## [GIVEN PASSAGE]
[Originally published on History News Network]
Practically every American intervention abroad since the 1960s has prompted comparisons to Vietnam. So it was hardly surprising when on October 8, in response to President Obama’s decision to expand the campaign against ISIS into Syria, Frederik Logevall and Gordon M. Goldstein authored an op-ed in the New York Times that asked “Will Syria Be Obama’s Vietnam?”
I’m not sure that’s the right question. The American concern over ISIS originated in Iraq, after all—an intervention that is now eleven years old. America’s air campaign against ISIS today reminds me less of the intervention that happened in Vietnam than the one that didn’t happen—in the spring of 1975.
This past June, when ISIS suddenly broke through America’s collective effort to forget about Iraq and seemed poised to take Baghdad, it was easy to wonder if we were about to witness a repeat of the fall of Saigon.
More than two years after the peace agreement that led to the withdrawal of American troops from Vietnam, a North Vietnamese offensive against South Vietnam met with little effective resistance, much like last June’s stories of Iraqi armed forces dropping their arms and failing to fight ISIS. Compare these passages from the New York Times coverage of the fall of Hue in March 1975 and Mosul in June 2014:
In his Memoirs, Richard Nixon argued that he had won the Vietnam war and that American bombing of the North would have preserved the South Vietnamese government. It had survived for two years after the peace agreement. That meant Nixon’s Vietnamization had worked.
“When Congress reneged on our obligations under the agreements,” Nixon wrote, “the Communists predictably rushed in to fill the gap.” Nixon had privately assured South Vietnamese President Thieu that violations of the peace agreement by Hanoi would be met with renewed American bombing. But in June 1973, the Church-Case amendment forbade funding for any military operations in Vietnam. “The congressional bombing cutoff, coupled with the limitations placed on the President by the War Powers Resolution in November 1973, set off a string of events that led to the Communist takeover.” The war was “lost within a matter of months once Congress refused to fulfill our obligations,” Nixon said.
Henry Kissinger has also repeatedly argued that the peace agreement reached with Hanoi had secured the independence of South Vietnam, and that he and Nixon intended to use air power to thwart any North Vietnamese aggression against the South. But, he asserts, Watergate so weakened Nixon that they were unable to overcome the opposition of Congress. In a meeting with Singapore’s Lee Quan Yew on August 4, 1973, Kissinger said: “We have suffered a tragedy because of Watergate … We were going to bomb North Vietnam for a week, then go to Russia, then meet with [North Vietnam’s lead negotiator] Le Duc Tho. Congress made it impossible.”
Lewis Sorley, in his 1999 work A Better War: The Unexamined Victories and Final Tragedy of America’s Last Years in Vietnam, argued that “[t]here came a time when the war was won.” Due to the pacification efforts of Gen. Creighton Abrams, he writes, victory in in Vietnam “can probably best be dated in late 1970.” The countryside was pacified, and South Vietnamese forces were “capable of resisting aggression so long as America continued to provide logistical and financial support, and … renewed application of U.S. air and naval power should North Vietnam violate the terms of that agreement.”
The argument that continued American application of its air power against North Vietnam could have preserved South Vietnam has been thus been a staple of Vietnam War revisionism.

## [INFORMATION SHOWN]
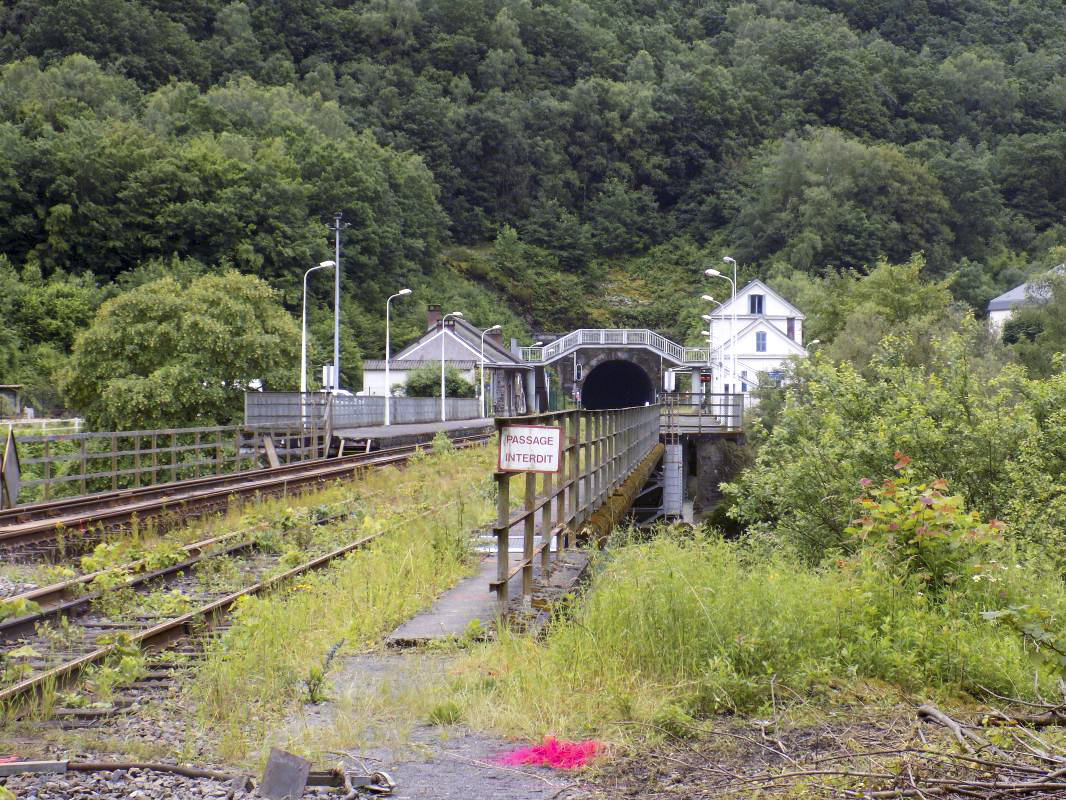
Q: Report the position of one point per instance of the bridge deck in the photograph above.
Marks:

## [TASKS TO COMPLETE]
- 1) From the essay on Vietnam and ISIS, extract the passage from "The argument that" up to and including "Vietnam War revisionism.".
- 2) Continue the essay on Vietnam and ISIS from the point where it stops.
The material after the essay on Vietnam and ISIS stands apart from it.

## [EXPECTED OUTPUTS]
- 1)
The argument that continued American application of its air power against North Vietnam could have preserved South Vietnam has been thus been a staple of Vietnam War revisionism.

- 2)
In June, Sen. John McCain made an argument about Iraq similar to the one that Nixon, Kissinger, and Sorley made about Vietnam:
"We had it won," McCain said. "Gen. [David] Petraeus had the conflict won, thanks to the surge. And if we had left a residual force behind, that we could have, we would not be facing the crisis we are today. Those are fundamental facts ... The fact is, we had the conflict won, and we had a stable government.” Sen. Lindsey Graham of South Carolina added: “There is no scenario where we can stop the bleeding in Iraq without American air power."
There are no do-overs in history, and no one can say for certain whether the renewed application of American air power after the 1973 peace agreement might have prevented the fall of Saigon—or if it did, for how long. But we are currently seeing why Congress sought to limit the executive branch’s options back in 1973.
The fear then was that, despite the peace agreement, Nixon and Kissinger would continue to fight a war that the country overwhelmingly wanted to be over. Kissinger’s repeated statements indicate that they in fact intended to do just that, not just in Vietnam but possibly in Cambodia, too. The Church-Case Amendment was how Congress expressed the national consensus against reviving the war.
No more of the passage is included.